▸ 提供された抜粋:
——————
老後の練習

しのび寄るコドクな老後。オヂサンのひとり遊び。

Hoe Nhai Street

2010-07-29 21:17:42 | ベトナム
コッチの人のメインの交通手段はバイクである。ヒトだと最大5人まで乗れるし荷物なら物理的に荷台に乗るモノなら何でも運べる。豚の、お肉がバラバラになる前の状態で荷台にサバ折り状態で乗せられたり、ということは、内臓を取り出して空っぽになったおなかが太陽の光に照らされてキモチよさそうにしていたり、畳くらいの大きさの鏡をヒトが両手で抱えて荷台に乗っているもんだから運転手が見えずに通り過ぎていく風景が前に飛んでいくようなシュールな光景も前に見たことがある。ちなみにヒトの5人乗りというのはさすがに大人ではなく、夫婦と子供3人とか。大人だけだと3人が限界。
——————
▸ 与えられた項目:
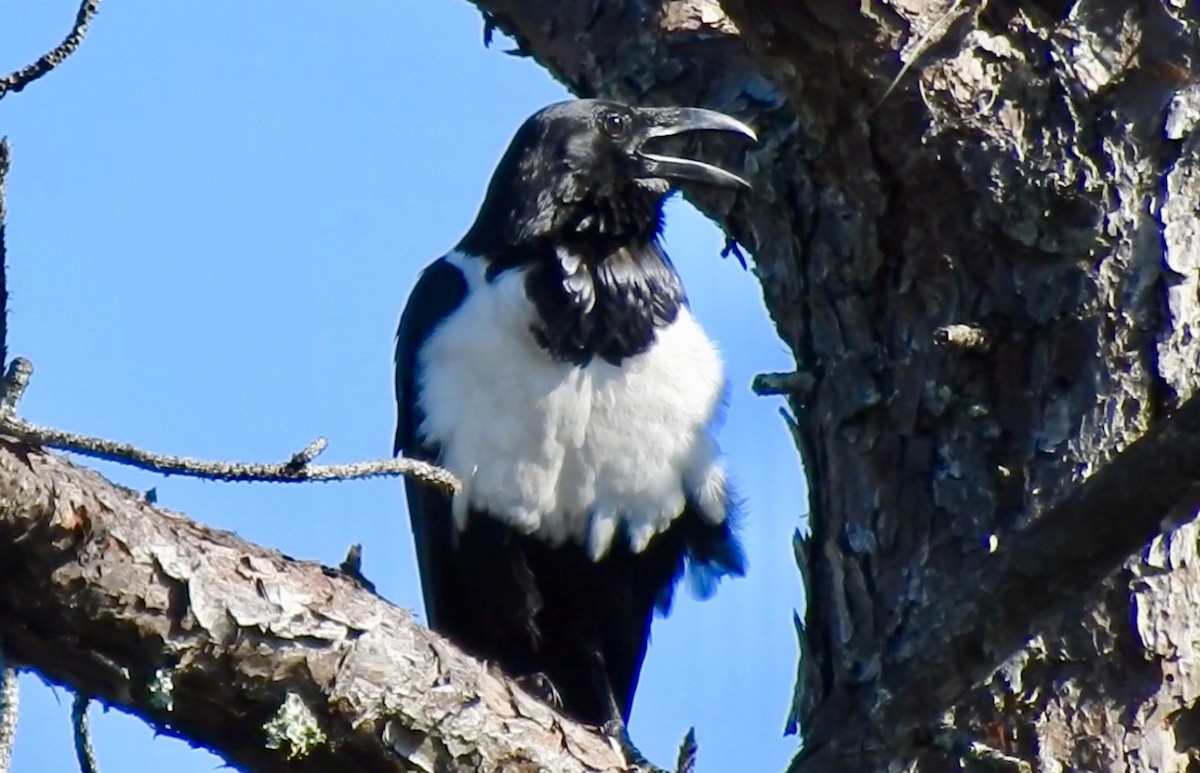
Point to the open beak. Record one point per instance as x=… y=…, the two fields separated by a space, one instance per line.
x=667 y=121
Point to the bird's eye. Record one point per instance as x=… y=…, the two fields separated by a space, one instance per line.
x=615 y=125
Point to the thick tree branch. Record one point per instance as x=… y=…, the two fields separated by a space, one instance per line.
x=274 y=664
x=828 y=222
x=21 y=78
x=1006 y=595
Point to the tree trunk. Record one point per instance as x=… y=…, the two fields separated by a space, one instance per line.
x=991 y=285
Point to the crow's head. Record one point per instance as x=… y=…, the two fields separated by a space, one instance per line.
x=593 y=169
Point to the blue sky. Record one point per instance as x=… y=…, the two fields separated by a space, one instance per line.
x=215 y=214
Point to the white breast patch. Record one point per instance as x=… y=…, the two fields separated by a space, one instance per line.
x=564 y=451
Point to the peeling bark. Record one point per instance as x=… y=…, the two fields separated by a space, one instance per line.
x=273 y=663
x=1035 y=179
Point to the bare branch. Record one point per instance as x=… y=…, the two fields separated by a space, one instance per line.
x=297 y=469
x=1008 y=594
x=285 y=472
x=21 y=78
x=189 y=627
x=16 y=379
x=4 y=257
x=84 y=751
x=9 y=707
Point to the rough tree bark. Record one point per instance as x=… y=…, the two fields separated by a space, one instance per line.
x=990 y=285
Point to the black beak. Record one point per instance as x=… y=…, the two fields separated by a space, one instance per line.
x=666 y=121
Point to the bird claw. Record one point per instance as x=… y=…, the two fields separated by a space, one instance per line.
x=541 y=688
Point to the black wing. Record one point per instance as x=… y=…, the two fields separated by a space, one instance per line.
x=439 y=291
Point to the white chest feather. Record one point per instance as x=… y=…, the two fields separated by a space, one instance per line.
x=567 y=451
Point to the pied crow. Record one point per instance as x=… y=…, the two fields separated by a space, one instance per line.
x=551 y=363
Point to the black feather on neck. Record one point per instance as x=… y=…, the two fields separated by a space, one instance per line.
x=597 y=299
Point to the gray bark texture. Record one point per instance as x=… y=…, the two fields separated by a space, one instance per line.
x=273 y=663
x=989 y=280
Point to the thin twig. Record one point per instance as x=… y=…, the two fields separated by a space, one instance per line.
x=922 y=47
x=133 y=456
x=294 y=471
x=84 y=750
x=16 y=379
x=4 y=259
x=688 y=751
x=958 y=743
x=21 y=78
x=9 y=699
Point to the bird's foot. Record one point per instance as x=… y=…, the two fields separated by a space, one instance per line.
x=541 y=688
x=635 y=760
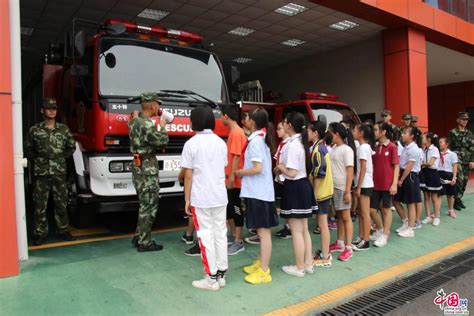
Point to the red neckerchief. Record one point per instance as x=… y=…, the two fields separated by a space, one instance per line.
x=261 y=132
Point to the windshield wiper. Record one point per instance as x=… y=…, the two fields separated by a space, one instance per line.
x=191 y=93
x=161 y=95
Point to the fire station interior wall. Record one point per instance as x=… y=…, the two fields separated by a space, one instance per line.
x=355 y=73
x=445 y=101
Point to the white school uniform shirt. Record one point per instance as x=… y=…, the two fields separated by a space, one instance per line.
x=206 y=154
x=431 y=152
x=341 y=156
x=365 y=152
x=258 y=186
x=293 y=157
x=449 y=159
x=413 y=153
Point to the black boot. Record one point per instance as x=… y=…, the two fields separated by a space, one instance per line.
x=66 y=236
x=39 y=240
x=135 y=241
x=150 y=247
x=457 y=205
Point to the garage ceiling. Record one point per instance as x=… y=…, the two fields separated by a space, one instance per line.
x=50 y=19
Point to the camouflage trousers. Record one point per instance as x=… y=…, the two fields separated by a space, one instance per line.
x=462 y=179
x=147 y=187
x=43 y=186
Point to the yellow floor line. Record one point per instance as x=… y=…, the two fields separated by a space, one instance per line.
x=343 y=293
x=90 y=240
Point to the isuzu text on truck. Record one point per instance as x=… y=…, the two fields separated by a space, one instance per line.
x=97 y=86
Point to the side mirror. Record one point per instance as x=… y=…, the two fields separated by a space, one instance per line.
x=79 y=43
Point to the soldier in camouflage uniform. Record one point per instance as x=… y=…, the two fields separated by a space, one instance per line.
x=145 y=140
x=48 y=146
x=461 y=141
x=387 y=118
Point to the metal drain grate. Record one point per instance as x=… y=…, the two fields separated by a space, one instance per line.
x=402 y=291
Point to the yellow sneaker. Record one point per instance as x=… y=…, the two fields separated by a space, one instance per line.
x=259 y=276
x=253 y=267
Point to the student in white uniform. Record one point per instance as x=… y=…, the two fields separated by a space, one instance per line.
x=431 y=185
x=409 y=192
x=448 y=170
x=298 y=202
x=364 y=135
x=204 y=159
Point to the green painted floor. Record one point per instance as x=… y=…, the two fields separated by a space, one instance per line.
x=110 y=277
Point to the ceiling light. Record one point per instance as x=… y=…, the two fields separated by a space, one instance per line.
x=241 y=31
x=343 y=25
x=26 y=30
x=153 y=14
x=242 y=60
x=293 y=42
x=291 y=9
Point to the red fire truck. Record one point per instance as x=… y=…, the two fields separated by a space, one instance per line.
x=97 y=89
x=314 y=106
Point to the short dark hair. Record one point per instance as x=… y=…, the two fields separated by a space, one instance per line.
x=202 y=118
x=230 y=110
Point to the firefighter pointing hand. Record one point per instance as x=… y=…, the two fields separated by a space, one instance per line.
x=145 y=141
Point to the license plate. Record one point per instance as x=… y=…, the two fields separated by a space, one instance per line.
x=120 y=185
x=171 y=165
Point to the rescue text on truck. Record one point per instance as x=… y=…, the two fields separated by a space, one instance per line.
x=96 y=87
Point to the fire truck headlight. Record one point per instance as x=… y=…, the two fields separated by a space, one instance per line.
x=116 y=167
x=128 y=166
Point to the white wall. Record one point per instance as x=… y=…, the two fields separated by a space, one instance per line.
x=355 y=73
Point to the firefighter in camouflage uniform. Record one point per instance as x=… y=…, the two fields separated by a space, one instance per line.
x=48 y=146
x=461 y=141
x=145 y=141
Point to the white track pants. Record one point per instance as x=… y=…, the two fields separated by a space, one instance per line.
x=211 y=228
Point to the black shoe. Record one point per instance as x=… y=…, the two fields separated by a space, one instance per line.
x=135 y=241
x=457 y=205
x=285 y=233
x=362 y=246
x=150 y=247
x=38 y=241
x=188 y=240
x=194 y=251
x=66 y=236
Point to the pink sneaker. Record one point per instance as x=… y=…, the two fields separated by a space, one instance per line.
x=336 y=247
x=346 y=254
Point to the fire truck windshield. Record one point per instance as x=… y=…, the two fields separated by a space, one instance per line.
x=129 y=67
x=332 y=112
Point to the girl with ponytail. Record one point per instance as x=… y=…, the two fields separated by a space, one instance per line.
x=298 y=201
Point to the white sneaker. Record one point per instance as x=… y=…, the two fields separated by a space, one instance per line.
x=309 y=269
x=293 y=270
x=206 y=283
x=382 y=241
x=409 y=232
x=376 y=235
x=403 y=227
x=427 y=220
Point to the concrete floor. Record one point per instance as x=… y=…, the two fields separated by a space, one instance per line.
x=110 y=277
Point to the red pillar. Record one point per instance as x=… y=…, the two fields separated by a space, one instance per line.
x=405 y=74
x=8 y=239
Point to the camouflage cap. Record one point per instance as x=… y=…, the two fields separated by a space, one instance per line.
x=149 y=97
x=386 y=112
x=49 y=103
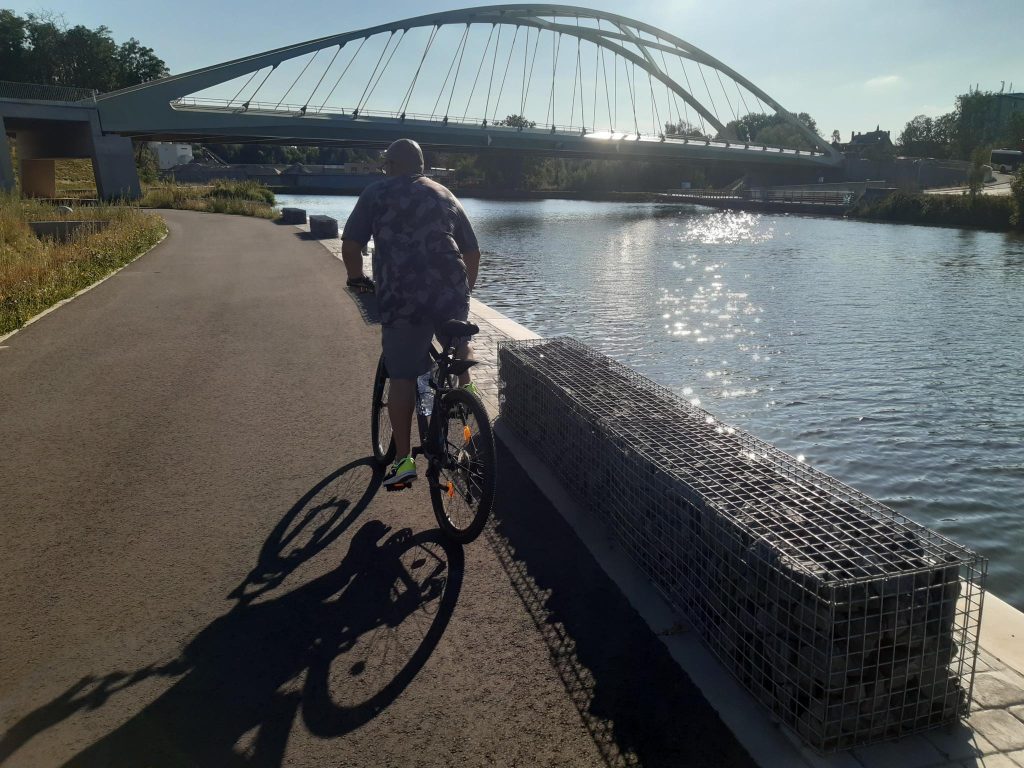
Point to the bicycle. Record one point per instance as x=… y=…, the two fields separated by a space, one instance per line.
x=456 y=438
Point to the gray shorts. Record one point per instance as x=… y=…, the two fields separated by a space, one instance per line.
x=407 y=349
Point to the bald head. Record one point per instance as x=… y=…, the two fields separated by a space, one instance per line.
x=404 y=156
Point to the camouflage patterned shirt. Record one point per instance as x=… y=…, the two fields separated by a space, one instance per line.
x=420 y=232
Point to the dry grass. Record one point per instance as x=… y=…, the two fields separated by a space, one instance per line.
x=37 y=273
x=240 y=198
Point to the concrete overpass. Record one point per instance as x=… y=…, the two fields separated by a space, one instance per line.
x=587 y=98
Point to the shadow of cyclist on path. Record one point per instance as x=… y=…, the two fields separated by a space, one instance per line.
x=337 y=649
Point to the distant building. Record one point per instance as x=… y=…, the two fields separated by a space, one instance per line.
x=861 y=142
x=170 y=155
x=1007 y=104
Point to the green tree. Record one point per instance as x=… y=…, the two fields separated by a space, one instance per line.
x=40 y=48
x=137 y=64
x=517 y=121
x=976 y=177
x=925 y=137
x=1017 y=193
x=12 y=44
x=769 y=129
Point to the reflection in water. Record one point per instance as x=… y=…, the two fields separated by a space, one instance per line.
x=888 y=354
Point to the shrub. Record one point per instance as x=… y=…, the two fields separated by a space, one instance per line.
x=240 y=198
x=985 y=211
x=37 y=273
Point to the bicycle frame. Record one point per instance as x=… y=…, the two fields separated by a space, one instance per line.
x=441 y=382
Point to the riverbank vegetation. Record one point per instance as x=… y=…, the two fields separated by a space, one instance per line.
x=37 y=273
x=42 y=48
x=240 y=198
x=995 y=212
x=979 y=121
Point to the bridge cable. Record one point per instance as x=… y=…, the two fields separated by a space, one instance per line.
x=507 y=62
x=711 y=97
x=451 y=66
x=522 y=86
x=458 y=69
x=250 y=99
x=315 y=53
x=372 y=82
x=727 y=99
x=670 y=94
x=244 y=86
x=629 y=84
x=658 y=128
x=689 y=89
x=483 y=58
x=607 y=98
x=576 y=77
x=583 y=109
x=338 y=81
x=529 y=78
x=409 y=93
x=386 y=65
x=741 y=97
x=555 y=48
x=614 y=90
x=330 y=65
x=491 y=80
x=597 y=56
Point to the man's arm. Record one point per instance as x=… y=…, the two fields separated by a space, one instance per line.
x=472 y=259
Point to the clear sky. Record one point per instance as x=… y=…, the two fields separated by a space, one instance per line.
x=852 y=66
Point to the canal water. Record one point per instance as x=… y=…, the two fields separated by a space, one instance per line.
x=890 y=356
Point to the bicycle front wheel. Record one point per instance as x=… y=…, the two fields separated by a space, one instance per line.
x=465 y=488
x=381 y=433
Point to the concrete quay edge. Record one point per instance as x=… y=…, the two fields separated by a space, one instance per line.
x=771 y=744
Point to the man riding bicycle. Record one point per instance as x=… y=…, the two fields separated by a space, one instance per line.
x=426 y=259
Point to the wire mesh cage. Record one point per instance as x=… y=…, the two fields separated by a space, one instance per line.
x=851 y=623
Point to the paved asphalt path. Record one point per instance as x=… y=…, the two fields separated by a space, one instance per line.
x=198 y=565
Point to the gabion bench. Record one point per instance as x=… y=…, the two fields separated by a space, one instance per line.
x=293 y=215
x=852 y=624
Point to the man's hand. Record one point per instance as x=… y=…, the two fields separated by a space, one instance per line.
x=363 y=284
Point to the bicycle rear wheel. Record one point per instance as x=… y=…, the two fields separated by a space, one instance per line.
x=381 y=433
x=465 y=488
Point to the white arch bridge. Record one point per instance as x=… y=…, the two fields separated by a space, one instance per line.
x=550 y=79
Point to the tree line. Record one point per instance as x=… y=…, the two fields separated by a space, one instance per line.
x=41 y=48
x=976 y=123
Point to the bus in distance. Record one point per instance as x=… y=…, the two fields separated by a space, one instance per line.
x=1007 y=161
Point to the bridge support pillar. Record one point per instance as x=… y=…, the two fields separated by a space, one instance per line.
x=6 y=167
x=114 y=164
x=39 y=177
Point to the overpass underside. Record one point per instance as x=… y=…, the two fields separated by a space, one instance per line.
x=47 y=131
x=231 y=125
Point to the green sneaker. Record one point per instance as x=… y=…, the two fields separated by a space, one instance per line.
x=403 y=470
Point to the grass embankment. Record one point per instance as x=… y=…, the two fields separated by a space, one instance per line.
x=242 y=198
x=1000 y=213
x=37 y=273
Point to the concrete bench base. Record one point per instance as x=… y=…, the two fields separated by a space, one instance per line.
x=293 y=216
x=323 y=226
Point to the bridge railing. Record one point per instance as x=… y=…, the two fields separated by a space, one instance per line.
x=40 y=92
x=263 y=108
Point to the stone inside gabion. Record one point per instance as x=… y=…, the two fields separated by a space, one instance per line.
x=851 y=623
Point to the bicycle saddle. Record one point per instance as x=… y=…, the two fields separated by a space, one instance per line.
x=458 y=328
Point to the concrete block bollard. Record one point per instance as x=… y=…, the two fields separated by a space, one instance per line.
x=323 y=226
x=293 y=216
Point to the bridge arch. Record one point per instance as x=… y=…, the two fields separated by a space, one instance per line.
x=658 y=55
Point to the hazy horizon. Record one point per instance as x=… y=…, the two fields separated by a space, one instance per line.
x=851 y=67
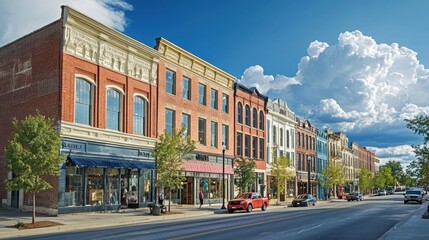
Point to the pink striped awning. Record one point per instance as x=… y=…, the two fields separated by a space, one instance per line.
x=207 y=167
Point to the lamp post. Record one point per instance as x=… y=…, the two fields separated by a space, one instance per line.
x=308 y=168
x=223 y=175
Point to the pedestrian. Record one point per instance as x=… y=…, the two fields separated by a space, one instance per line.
x=161 y=198
x=201 y=196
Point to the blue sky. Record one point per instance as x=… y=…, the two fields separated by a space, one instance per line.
x=354 y=66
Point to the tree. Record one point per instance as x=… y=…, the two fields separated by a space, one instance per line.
x=280 y=170
x=31 y=154
x=420 y=126
x=365 y=180
x=332 y=176
x=169 y=153
x=244 y=173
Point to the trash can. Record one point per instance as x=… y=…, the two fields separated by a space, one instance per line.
x=156 y=210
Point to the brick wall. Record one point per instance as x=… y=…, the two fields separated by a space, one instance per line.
x=29 y=80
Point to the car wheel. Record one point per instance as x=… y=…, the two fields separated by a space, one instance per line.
x=249 y=208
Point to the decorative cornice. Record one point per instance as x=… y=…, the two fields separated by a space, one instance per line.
x=94 y=42
x=88 y=133
x=179 y=56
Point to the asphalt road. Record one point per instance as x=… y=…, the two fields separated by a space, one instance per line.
x=369 y=219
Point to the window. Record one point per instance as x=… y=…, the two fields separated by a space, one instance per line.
x=213 y=99
x=261 y=148
x=261 y=120
x=225 y=103
x=225 y=138
x=239 y=144
x=213 y=130
x=255 y=118
x=247 y=145
x=186 y=124
x=186 y=88
x=239 y=113
x=254 y=147
x=170 y=84
x=83 y=102
x=139 y=121
x=202 y=131
x=202 y=94
x=247 y=115
x=113 y=118
x=169 y=121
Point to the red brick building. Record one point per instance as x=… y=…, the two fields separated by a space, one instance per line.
x=250 y=133
x=100 y=87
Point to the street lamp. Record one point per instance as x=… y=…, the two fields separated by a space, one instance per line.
x=308 y=168
x=223 y=175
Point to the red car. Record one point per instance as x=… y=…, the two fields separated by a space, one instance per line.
x=248 y=201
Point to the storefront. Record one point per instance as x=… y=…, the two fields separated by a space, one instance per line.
x=98 y=177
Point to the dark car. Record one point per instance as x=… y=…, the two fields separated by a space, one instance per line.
x=355 y=196
x=304 y=200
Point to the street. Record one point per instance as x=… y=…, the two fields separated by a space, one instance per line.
x=368 y=219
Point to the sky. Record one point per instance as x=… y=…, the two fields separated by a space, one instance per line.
x=354 y=66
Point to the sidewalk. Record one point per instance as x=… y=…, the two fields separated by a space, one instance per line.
x=413 y=227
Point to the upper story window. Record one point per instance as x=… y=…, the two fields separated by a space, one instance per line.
x=170 y=84
x=247 y=115
x=239 y=113
x=261 y=120
x=225 y=103
x=170 y=119
x=113 y=113
x=139 y=118
x=202 y=94
x=213 y=99
x=255 y=118
x=83 y=102
x=186 y=88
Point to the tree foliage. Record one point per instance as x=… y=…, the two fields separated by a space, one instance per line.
——————
▸ 練習問題:
**A)** ベトナムのバイクについての文章から、「Hoe Nhai Street」から「か。大人だけだと3人が限界。」までを、両端の語句も含めてそのまま書き抜いてください。
**B)** ベトナムのバイクについての文章では、大人だけで一台のバイクに乗る場合、何人までが限界とされていますか。
**C)** ベトナムのバイクについての文章を、最後の文の後から書き進めてください。

▸ 解答一覧:
**A)**
Hoe Nhai Street

2010-07-29 21:17:42 | ベトナム
コッチの人のメインの交通手段はバイクである。ヒトだと最大5人まで乗れるし荷物なら物理的に荷台に乗るモノなら何でも運べる。豚の、お肉がバラバラになる前の状態で荷台にサバ折り状態で乗せられたり、ということは、内臓を取り出して空っぽになったおなかが太陽の光に照らされてキモチよさそうにしていたり、畳くらいの大きさの鏡をヒトが両手で抱えて荷台に乗っているもんだから運転手が見えずに通り過ぎていく風景が前に飛んでいくようなシュールな光景も前に見たことがある。ちなみにヒトの5人乗りというのはさすがに大人ではなく、夫婦と子供3人とか。大人だけだと3人が限界。

**B)** 3人までが限界とされています。

**C)**
で、ワタシはコレまでコッチに来て一度もバイクに乗ったことがなかった。多い時は一日5,6件も、小さな事故ならしょっちゅう見てるし、タクシーに乗っていてミラーがぶつかりそうになるのは日常チャ飯時で危なっかしいのはアキラカだから。でも、乗ったことがなかった、と過去形なのはきのう乗ってしまったからで、夜、ベトナム人の知り合いにご飯に誘われて、家まで迎えに行くから、とか言うので待っていたらバイクで来て、じゃあ、行くか、みたいにヘルメットを渡されて、ココロの準備もできないまま荷台のヒトとなってしまった。

いやあ、快適でした。交差点で対向車に関係なく左折するとき以外は。ちなみにコッチは車が右側通行なので左折のほうがアブナイ。正面から突っ込んでくるのに左折するときでも基本的に止まらないで突っ込んでいく。あと、後ろからは車が、ドケっ、とばかりにクラクションを鳴らすのにバイクのほうは知らんぷりで、いつもは逆の状況でイライラさせられるのにきのうはイタタマれないキブンでシタ。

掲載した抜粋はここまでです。